■ O que fazer:
[1] De acordo com o texto sobre o território urbano, como Santos (2001) concebe a cidade?
[2] Por favor, copie fielmente do texto sobre o território urbano o trecho que começa nas palavras que contêm "Key-words: urban territory, cultural" e termina em "gestão das cidades.".

■ Texto de origem:
Key-words: urban territory, cultural heritage, gentrification process, contemporary cities, patrimonial education

Estudos sobre o território urbano, em diferentes níveis e escalas espaciais revelam a necessidade, da busca de entendimento das questões relacionadas à gestão das cidades.

De acordo com (Borja, 1996, p. 85):

“entende-se a cidade não só como território que concentra um grupo humano e uma grande diversidade de atividades, mas também como um espaço simbiótico (poder político, sociedade civil) e simbólico (que integra culturalmente e confere identidade coletiva a seus habitantes), e que se transforma em um campo de repostas possíveis aos desafios econômicos, políticos e culturais da nossa época”.  

Santos (2001, p. 4), concebe a cidade como um espaço de contradições:

“Como todo território, ela é um campo de forças, é o lugar primordial da contradição com que o mundo se debate hoje. Deve ser vista assim, se a gente quer ter uma visão progressista, se a gente quer pensar o futuro. O futuro é a escolha de caminhos para enfrentar as contradições”.

■ Registros extraídos:
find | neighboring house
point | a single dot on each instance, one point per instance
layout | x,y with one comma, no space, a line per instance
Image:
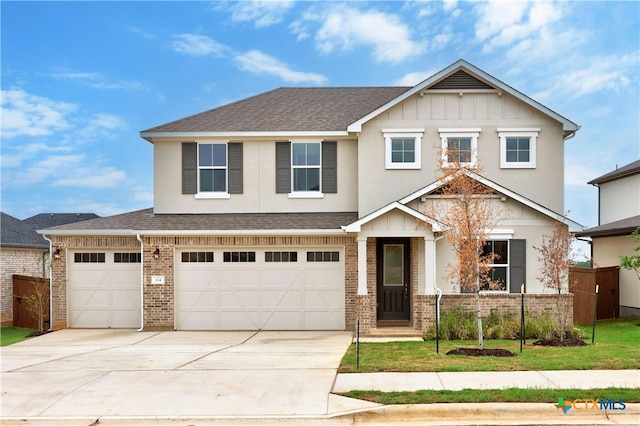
618,217
25,252
304,208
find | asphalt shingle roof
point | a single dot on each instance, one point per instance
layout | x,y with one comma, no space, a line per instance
289,109
17,233
148,221
624,171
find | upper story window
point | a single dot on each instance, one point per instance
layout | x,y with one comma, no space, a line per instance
306,169
459,146
518,148
403,148
212,167
305,166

■ Respostas:
[1] Como um espaço de contradições.

[2]
Key-words: urban territory, cultural heritage, gentrification process, contemporary cities, patrimonial education

Estudos sobre o território urbano, em diferentes níveis e escalas espaciais revelam a necessidade, da busca de entendimento das questões relacionadas à gestão das cidades.